_Description of the task:_ Please copy out the FlashAttention excerpt below word for word, keeping every line, symbol and formula unchanged.
Document excerpt below:
High-Level Algorithm

Load a block of queries $Q_{i}$ and keys $K_{j}$ into shared memory.
Compute attention logits $\frac{Q_i K_j^T}{\sqrt{d}}$ for the block.
Apply mask and softmax in-place, updating the running sum of exponents and maximums for numerical stability.
Accumulate partial outputs $A_{i,j} = \text{softmax}(Q_i K_j^T / \sqrt{d}) V_j$ without storing intermediate attention matrices.
Repeat across blocks until the full result is computed.

Numerical Stability

To avoid overflows when computing softmax across blocks, FlashAttention maintains:
- $m_i = \max_{j} z_{ij}$ for each query row.
- \[s_i = \sum_{j} \exp(z_{ij} - m_i)\]
- and updates these across blocks using associative operators.

Implementation Details

Written as a custom CUDA kernel.
Uses shared memory to hold Q/K/V tiles and compute locally.
Optimized to run in mixed precision (e.g., FP16 or BF16) for speed and memory efficiency.
Compatible with dropout, masking, and rotary embeddings.

FlashAttention-2 Improvements

Adds support for non-causal attention, variable-length sequences, and better warp-level parallelism.
Removes redundant memory loads through more aggressive caching and loop unrolling.
Enables backward pass efficiency, making it useful not only for inference but also for training.

Other Efficient Kernels

xFormers (Meta): Modular attention implementations that support Flash, sparse, and memory-efficient variants.
Triton-based Attention: Enables easy definition of fused attention kernels using Triton’s GPU DSL.
PagedAttention (vLLM): Optimizes KV cache access for batch inference, reducing memory fragmentation and improving latency.
End of Document excerpt.
Data extracts below:
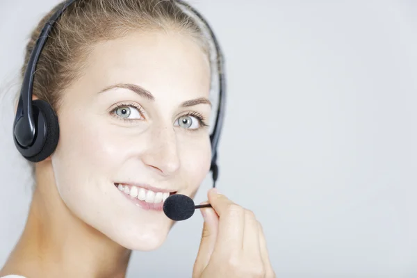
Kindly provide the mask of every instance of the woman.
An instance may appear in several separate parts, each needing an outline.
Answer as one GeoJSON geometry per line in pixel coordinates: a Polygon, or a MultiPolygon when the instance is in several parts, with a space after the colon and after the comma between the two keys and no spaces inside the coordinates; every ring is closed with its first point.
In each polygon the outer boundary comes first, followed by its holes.
{"type": "MultiPolygon", "coordinates": [[[[33,32],[22,73],[58,7],[33,32]]],[[[163,243],[164,200],[194,197],[211,158],[209,42],[185,9],[78,0],[55,24],[33,92],[58,115],[59,141],[34,165],[26,224],[0,277],[124,277],[131,250],[163,243]]],[[[215,190],[208,199],[193,277],[275,277],[254,214],[215,190]]]]}

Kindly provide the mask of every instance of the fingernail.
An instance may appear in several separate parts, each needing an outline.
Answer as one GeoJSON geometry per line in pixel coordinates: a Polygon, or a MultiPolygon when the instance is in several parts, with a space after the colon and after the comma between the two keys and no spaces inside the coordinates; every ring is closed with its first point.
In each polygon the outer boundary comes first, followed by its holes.
{"type": "Polygon", "coordinates": [[[204,221],[206,221],[207,220],[207,213],[206,213],[206,210],[202,208],[202,209],[200,209],[200,211],[202,212],[202,215],[203,215],[203,218],[204,219],[204,221]]]}

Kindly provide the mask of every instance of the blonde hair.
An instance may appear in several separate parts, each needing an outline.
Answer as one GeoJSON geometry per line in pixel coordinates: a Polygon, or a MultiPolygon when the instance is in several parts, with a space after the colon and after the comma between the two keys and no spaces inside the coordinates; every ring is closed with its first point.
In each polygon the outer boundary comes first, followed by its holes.
{"type": "MultiPolygon", "coordinates": [[[[26,48],[23,77],[35,42],[57,5],[39,22],[26,48]]],[[[174,30],[195,39],[210,57],[210,42],[197,20],[174,0],[77,0],[55,24],[38,62],[33,95],[56,111],[60,92],[81,72],[94,44],[137,31],[174,30]]]]}

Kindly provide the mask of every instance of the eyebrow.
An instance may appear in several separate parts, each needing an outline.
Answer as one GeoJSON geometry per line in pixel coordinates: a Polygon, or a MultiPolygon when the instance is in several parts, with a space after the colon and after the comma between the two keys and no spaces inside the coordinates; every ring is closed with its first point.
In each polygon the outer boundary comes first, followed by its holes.
{"type": "MultiPolygon", "coordinates": [[[[101,92],[104,92],[108,91],[111,89],[114,89],[115,88],[120,88],[122,89],[128,89],[128,90],[130,90],[136,92],[136,94],[139,95],[140,97],[147,98],[152,101],[155,100],[155,97],[154,97],[154,95],[152,94],[151,94],[151,92],[149,91],[144,89],[143,88],[142,88],[138,85],[135,85],[135,84],[119,83],[119,84],[111,85],[110,86],[106,87],[104,89],[99,91],[99,94],[100,94],[101,92]]],[[[182,107],[190,107],[190,106],[194,106],[198,105],[198,104],[208,104],[210,106],[212,106],[211,102],[205,97],[199,97],[198,99],[186,101],[183,102],[181,104],[181,106],[182,107]]]]}

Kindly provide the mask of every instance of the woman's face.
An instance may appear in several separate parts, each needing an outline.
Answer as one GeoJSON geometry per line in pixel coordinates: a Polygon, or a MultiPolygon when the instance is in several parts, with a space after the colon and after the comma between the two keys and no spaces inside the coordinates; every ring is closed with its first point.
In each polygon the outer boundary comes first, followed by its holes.
{"type": "Polygon", "coordinates": [[[207,57],[190,36],[155,31],[99,43],[85,62],[58,112],[58,190],[114,241],[155,249],[172,224],[163,199],[193,197],[209,170],[207,57]]]}

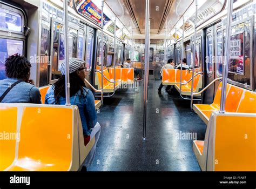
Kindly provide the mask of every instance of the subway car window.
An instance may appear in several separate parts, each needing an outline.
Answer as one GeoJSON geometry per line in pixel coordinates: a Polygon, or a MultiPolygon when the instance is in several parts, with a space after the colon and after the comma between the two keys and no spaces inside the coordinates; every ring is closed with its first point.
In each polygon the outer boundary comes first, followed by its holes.
{"type": "Polygon", "coordinates": [[[86,68],[87,70],[90,71],[91,69],[91,65],[92,62],[92,55],[93,54],[93,35],[91,33],[89,33],[87,36],[86,40],[86,68]]]}
{"type": "Polygon", "coordinates": [[[222,30],[219,30],[217,32],[217,74],[219,77],[222,76],[222,66],[223,64],[223,37],[222,30]]]}
{"type": "Polygon", "coordinates": [[[206,68],[207,73],[212,73],[213,70],[212,58],[213,58],[213,46],[212,46],[212,36],[210,34],[206,37],[206,68]]]}
{"type": "Polygon", "coordinates": [[[84,32],[79,32],[78,35],[78,49],[77,49],[77,58],[82,60],[84,59],[84,32]]]}
{"type": "Polygon", "coordinates": [[[25,18],[18,9],[0,4],[0,80],[6,78],[5,59],[15,53],[25,52],[24,26],[25,18]],[[18,33],[15,37],[12,33],[18,33]]]}

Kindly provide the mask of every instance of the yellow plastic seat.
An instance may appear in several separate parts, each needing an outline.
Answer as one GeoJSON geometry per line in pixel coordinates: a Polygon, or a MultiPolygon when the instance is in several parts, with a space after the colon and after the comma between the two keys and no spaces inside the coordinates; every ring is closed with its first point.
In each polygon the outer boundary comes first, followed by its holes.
End of Data extracts.
_Response for this exercise:_
High-Level Algorithm

Load a block of queries $Q_{i}$ and keys $K_{j}$ into shared memory.
Compute attention logits $\frac{Q_i K_j^T}{\sqrt{d}}$ for the block.
Apply mask and softmax in-place, updating the running sum of exponents and maximums for numerical stability.
Accumulate partial outputs $A_{i,j} = \text{softmax}(Q_i K_j^T / \sqrt{d}) V_j$ without storing intermediate attention matrices.
Repeat across blocks until the full result is computed.

Numerical Stability

To avoid overflows when computing softmax across blocks, FlashAttention maintains:
- $m_i = \max_{j} z_{ij}$ for each query row.
- \[s_i = \sum_{j} \exp(z_{ij} - m_i)\]
- and updates these across blocks using associative operators.

Implementation Details

Written as a custom CUDA kernel.
Uses shared memory to hold Q/K/V tiles and compute locally.
Optimized to run in mixed precision (e.g., FP16 or BF16) for speed and memory efficiency.
Compatible with dropout, masking, and rotary embeddings.

FlashAttention-2 Improvements

Adds support for non-causal attention, variable-length sequences, and better warp-level parallelism.
Removes redundant memory loads through more aggressive caching and loop unrolling.
Enables backward pass efficiency, making it useful not only for inference but also for training.

Other Efficient Kernels

xFormers (Meta): Modular attention implementations that support Flash, sparse, and memory-efficient variants.
Triton-based Attention: Enables easy definition of fused attention kernels using Triton’s GPU DSL.
PagedAttention (vLLM): Optimizes KV cache access for batch inference, reducing memory fragmentation and improving latency.